**What you are asked to do:** Tally the lines of the listing below that contain the word "post". Give only that number.

──────────────────────────────

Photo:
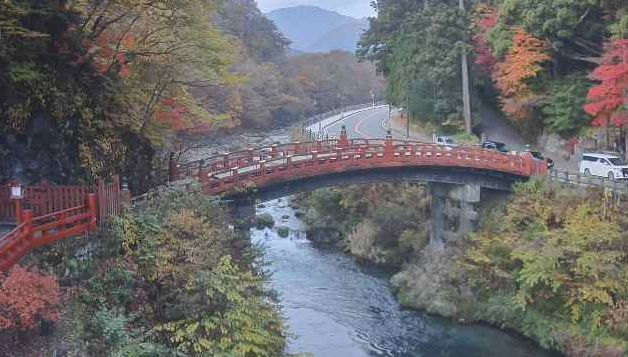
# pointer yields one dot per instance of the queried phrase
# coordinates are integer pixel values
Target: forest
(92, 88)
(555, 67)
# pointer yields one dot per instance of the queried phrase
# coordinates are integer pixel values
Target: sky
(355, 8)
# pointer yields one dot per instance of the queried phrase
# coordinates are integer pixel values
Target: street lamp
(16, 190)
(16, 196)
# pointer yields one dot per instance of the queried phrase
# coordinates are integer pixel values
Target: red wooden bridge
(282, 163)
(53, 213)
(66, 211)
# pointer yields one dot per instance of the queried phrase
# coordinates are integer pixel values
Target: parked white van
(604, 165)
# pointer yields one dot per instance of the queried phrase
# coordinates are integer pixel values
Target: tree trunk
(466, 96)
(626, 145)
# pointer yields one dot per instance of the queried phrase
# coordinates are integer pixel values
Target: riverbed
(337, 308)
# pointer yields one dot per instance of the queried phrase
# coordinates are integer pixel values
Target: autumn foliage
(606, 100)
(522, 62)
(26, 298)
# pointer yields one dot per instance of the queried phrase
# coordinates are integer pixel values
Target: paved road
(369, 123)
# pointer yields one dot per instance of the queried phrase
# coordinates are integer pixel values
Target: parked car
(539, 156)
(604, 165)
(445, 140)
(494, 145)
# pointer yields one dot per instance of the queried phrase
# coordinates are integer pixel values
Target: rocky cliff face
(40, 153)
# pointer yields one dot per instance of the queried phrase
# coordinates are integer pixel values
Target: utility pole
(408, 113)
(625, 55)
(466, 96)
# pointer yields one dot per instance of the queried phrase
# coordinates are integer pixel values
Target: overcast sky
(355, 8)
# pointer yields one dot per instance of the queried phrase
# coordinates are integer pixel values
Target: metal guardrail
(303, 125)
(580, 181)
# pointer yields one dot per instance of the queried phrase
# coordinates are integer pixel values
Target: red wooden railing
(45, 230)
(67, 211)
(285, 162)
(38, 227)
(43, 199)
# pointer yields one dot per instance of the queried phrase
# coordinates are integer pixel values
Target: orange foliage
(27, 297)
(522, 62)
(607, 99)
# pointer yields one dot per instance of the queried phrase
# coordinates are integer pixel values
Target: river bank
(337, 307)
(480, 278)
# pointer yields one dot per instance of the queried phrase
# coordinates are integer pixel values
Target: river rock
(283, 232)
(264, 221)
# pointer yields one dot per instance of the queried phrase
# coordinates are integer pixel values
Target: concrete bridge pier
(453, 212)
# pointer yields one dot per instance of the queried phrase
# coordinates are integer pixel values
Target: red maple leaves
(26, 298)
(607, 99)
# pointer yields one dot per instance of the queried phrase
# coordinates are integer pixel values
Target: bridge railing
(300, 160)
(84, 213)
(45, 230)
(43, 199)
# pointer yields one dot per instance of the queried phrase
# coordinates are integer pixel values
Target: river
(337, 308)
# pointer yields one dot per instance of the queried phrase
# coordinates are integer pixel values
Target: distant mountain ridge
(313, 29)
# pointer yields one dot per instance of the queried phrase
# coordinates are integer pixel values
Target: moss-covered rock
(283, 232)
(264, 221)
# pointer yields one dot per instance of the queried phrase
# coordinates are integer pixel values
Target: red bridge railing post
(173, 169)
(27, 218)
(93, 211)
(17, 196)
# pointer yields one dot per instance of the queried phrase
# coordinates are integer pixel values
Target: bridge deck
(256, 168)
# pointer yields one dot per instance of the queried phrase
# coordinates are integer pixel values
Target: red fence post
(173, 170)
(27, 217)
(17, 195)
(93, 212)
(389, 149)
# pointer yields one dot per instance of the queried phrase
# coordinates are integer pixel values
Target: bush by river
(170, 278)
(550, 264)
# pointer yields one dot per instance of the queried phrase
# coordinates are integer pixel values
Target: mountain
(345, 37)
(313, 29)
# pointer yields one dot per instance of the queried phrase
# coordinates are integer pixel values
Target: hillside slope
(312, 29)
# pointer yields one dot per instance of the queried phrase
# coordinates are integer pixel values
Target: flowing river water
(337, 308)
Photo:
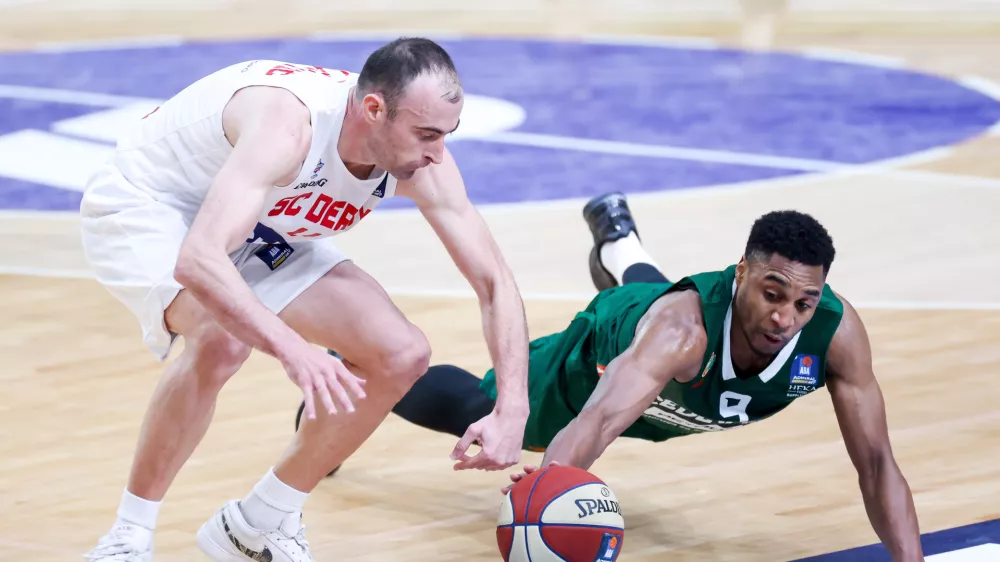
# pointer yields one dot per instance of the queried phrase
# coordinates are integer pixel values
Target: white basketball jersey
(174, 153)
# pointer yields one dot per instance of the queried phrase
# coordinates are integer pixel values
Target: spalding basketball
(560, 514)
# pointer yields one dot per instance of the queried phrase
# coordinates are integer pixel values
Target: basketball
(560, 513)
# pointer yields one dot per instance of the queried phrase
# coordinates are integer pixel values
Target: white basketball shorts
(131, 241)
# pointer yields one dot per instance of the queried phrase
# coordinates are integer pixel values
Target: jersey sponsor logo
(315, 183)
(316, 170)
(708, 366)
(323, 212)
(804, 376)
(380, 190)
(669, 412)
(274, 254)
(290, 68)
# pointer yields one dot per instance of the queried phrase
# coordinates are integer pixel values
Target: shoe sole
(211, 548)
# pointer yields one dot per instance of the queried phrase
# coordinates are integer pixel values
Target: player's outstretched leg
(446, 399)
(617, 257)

──────────────────────────────

**Written solution:** 2